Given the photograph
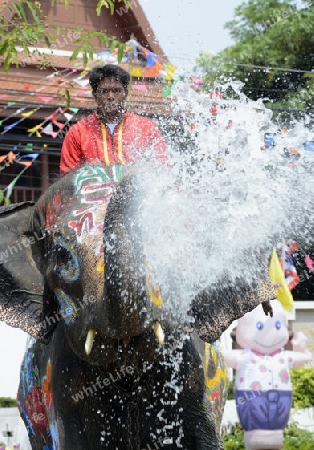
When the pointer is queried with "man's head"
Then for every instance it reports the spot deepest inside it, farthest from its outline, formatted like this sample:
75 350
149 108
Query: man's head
110 85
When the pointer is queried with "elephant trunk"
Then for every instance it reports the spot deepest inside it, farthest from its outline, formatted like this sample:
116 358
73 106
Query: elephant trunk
126 304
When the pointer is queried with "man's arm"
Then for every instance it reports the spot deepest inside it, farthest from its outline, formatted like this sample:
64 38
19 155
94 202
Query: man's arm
71 155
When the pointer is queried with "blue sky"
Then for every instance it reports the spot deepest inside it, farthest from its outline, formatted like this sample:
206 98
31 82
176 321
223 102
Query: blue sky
184 28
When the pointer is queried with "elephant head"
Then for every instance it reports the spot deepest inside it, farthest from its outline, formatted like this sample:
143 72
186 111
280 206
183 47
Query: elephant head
77 255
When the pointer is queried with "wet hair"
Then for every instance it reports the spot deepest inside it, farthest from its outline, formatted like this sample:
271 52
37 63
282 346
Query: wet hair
109 71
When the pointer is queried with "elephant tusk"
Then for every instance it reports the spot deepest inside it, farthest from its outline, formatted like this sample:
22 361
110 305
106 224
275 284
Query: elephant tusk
159 333
90 340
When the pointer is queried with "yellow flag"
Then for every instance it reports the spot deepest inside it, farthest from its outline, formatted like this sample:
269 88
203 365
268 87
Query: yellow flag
277 275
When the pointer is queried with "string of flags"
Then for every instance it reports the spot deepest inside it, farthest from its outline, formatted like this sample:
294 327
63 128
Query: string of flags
25 161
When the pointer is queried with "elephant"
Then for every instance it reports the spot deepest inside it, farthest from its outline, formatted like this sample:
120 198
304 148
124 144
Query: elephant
107 366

• _Activity_:
Copy the whole of the material above exactly, and exclude every picture.

• _Answer to the exercise_:
Given the photograph
When the pointer is queried with "man's head"
Then for every instance it reports the spot deepest inside it, farthest from its outline, formatted like this sample:
75 350
149 108
Query: man's head
110 85
When the pointer is queried with "elephant trunk"
Then for every instance it reports the spot deepest inside it, farthest from its outline, formatted like this sample:
116 358
73 106
Query: elephant trunk
126 304
When the pointer is queried with "man's arm"
Then for every instance it reports the spot deepest inside it, farthest from its outline, formatted like this sample:
64 38
19 155
94 202
Query: man's arm
71 155
When the pointer is queried with "blue sky"
Then for every instance it reports the spot deepest inside it, farthest from its outline, formatted like this sample:
206 98
31 82
176 321
223 102
Query: blue sky
184 28
When the pointer is queried with "elephant head"
Then for every instance it reports the spot deepest inside it, farthest from its outline, formatted like this sample:
143 72
186 111
280 206
183 47
Query: elephant head
77 255
When the pointer is queried with "wet hair"
Then for every instance it reports the spot deepest inside it, farthest from its outline, formatted like this sample:
271 52
37 63
282 346
Query: wet hair
109 71
When the pointer is queried with "elephant tusk"
Then for every instance it reports the spot deepest inside it, farthest from its outline, formatted like this sample:
22 361
110 305
106 224
275 284
Query: elephant tusk
159 333
90 340
When the pointer is queried with "yellow flag"
Then for every instance it reports the spot deepest inside it, farthest from its outline, formatted like this sample:
269 88
203 365
268 87
Query: yellow flag
277 275
When the pointer is queried with "string of flags"
Then for every instance it reports the spot deepest inside it, farthest from its outline, formatted like this sample:
294 327
63 128
Query: string of flags
25 161
When the pointer is queried with "elephant"
Then for every instance it reports the spot deepest inside it, farthest from its outline, formatted like this sample:
120 198
304 148
124 144
Query: elephant
107 366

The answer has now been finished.